Dealing With The Unknown

If you’ve endured a few bumps and detours in the game of life, don’t be disheartened – these events might just make all the difference.

Portrait of Tammy Strobel

If you’ve endured a few bumps and detours in the game of life, don’t be disheartened – these events might just make all the difference.

When Katherine Prani got cancer in her first year of university, it turned her plans upside-down. However, surviving Hodgkin’s lymphoma also cultivated skills for her to deal with challenges that would prove crucial in her later years.

Like Katherine, who is now 40 and working as a freelance copywriter in Sydney, most of us experience unexpected trials – with our health, relationships, finances or career. While most of us probably prefer a smooth-sailing life, life rarely works that way. However, we can benefit from disruption and thrive.

In 2012, scholar Nassim Nicholas Taleb released a book detailing why things benefit from randomness and risk. Called Antifragile: Things That Gain from Disorder, Nassim’s work describes anti-fragility as beyond resilience or robustness. “The resilient resists shocks and stays the same; the anti-fragile gets better,” he writes.

“The anti-fragile loves randomness and uncertainty, which also means – crucially – a love of errors. Anti-fragility has a singular property of allowing us to deal with the unknown, to do things without understanding them – and do them well.”

### Required tasks
**a.** For each statement below, state whether it agrees with the passage on dealing with the unknown, and support each answer with the deciding words quoted from the passage.
(i) Katherine Prani was diagnosed with cancer during her first year of university.
(ii) Taleb's book on anti-fragility was published in 2015.
(iii) According to Taleb, the resilient improves after a shock.
**b.** Resume the passage on dealing with the unknown, picking up after its final sentence.
The entries that follow are drawn from a different source than the passage on dealing with the unknown.

### Provided data
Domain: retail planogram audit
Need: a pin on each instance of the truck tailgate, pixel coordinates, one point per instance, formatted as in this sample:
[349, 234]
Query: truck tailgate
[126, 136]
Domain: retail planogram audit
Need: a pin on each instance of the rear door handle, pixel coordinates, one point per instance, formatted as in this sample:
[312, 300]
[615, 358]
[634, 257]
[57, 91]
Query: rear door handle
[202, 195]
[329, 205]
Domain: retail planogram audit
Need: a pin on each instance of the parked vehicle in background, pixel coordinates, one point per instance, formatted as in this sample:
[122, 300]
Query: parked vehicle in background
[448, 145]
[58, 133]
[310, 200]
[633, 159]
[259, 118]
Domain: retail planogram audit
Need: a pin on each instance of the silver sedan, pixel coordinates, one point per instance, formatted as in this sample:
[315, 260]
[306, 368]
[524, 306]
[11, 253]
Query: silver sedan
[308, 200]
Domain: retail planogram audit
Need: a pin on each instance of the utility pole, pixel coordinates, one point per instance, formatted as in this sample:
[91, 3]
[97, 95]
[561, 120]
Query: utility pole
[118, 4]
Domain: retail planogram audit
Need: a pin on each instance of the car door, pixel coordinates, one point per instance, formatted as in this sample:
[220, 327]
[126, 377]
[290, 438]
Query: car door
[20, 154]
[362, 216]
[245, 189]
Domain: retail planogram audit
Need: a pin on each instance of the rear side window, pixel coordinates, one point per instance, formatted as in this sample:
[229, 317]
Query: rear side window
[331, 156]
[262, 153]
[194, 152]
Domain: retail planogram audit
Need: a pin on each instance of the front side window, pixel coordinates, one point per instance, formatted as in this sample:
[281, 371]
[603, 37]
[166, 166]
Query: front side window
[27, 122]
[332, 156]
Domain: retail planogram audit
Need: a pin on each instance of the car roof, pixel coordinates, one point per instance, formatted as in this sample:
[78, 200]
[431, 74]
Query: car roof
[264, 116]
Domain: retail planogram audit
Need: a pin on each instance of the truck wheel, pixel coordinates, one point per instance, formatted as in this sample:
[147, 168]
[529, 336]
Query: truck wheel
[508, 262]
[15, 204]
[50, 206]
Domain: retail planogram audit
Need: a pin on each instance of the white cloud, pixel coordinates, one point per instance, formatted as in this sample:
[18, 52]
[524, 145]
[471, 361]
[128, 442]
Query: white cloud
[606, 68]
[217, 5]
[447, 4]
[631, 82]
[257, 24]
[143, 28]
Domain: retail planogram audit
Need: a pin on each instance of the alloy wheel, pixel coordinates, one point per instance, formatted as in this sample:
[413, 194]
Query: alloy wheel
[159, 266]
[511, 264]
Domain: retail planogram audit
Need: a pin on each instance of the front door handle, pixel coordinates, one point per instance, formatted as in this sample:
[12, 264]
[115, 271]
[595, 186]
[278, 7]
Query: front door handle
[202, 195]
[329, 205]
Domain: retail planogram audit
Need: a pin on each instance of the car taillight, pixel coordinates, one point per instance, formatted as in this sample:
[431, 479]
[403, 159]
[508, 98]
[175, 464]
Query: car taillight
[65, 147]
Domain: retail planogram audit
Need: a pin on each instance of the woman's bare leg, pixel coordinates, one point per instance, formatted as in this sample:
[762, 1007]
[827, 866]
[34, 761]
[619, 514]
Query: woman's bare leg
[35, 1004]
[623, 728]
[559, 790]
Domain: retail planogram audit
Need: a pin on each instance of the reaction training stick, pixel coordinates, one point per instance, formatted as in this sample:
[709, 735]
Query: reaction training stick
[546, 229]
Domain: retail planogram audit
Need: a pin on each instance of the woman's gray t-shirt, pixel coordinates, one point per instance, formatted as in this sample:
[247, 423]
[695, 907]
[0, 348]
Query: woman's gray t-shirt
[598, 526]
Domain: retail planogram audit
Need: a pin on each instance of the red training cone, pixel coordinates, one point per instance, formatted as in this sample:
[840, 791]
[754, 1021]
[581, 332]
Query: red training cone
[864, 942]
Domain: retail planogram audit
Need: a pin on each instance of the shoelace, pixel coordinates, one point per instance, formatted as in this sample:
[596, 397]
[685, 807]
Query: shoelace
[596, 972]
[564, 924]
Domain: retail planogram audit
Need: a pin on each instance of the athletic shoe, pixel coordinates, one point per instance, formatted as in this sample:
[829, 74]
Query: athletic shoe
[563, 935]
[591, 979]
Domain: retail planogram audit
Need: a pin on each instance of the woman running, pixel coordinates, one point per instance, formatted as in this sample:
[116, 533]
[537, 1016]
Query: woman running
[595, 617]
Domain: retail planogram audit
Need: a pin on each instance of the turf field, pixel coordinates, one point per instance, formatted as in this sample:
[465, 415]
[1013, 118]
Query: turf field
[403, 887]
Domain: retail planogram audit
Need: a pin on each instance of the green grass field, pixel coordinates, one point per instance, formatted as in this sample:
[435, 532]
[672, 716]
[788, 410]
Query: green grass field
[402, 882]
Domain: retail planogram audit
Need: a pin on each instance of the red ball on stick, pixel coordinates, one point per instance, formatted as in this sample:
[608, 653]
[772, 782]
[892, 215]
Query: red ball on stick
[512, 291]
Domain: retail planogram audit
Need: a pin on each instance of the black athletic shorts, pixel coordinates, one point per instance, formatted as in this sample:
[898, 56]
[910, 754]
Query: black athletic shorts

### Answers in order
**a.**
(i) Yes: "When Katherine Prani got cancer in her first year of university"
(ii) No: "In 2012, scholar Nassim Nicholas Taleb released a book detailing why things benefit from randomness and risk."
(iii) No: "The resilient resists shocks and stays the same; the anti-fragile gets better"

**b.**
The idea of “anti-fragility” has been applied to various fields, including economics and engineering. In psychology, it describes a way of thinking and living that, in an uncertain world, allows people to recover from mistakes and grow stronger because of them.

Benefit of taking risks

Taking risks is how we grow, says Sydney-based clinical psychologist Dr Heidi Heron. “If we never got outside our comfort zone, we would still be crawling around, eating baby food; we wouldn’t have the technology that we have,” she explains. 

“Nobody that I know of that’s highly successful has ever stayed in their comfort zone. Even though it might be uncomfortable for a while, being outside of our comfort zone is how we create a new level of comfort.”

For Katherine, coping with discomfort continued when she purchased a property in her late twenties. Although she had learned meditation and positive thinking during her cancer recovery, she says, “I was almost naively positive to the point of not acknowledging the things that were going on for me.”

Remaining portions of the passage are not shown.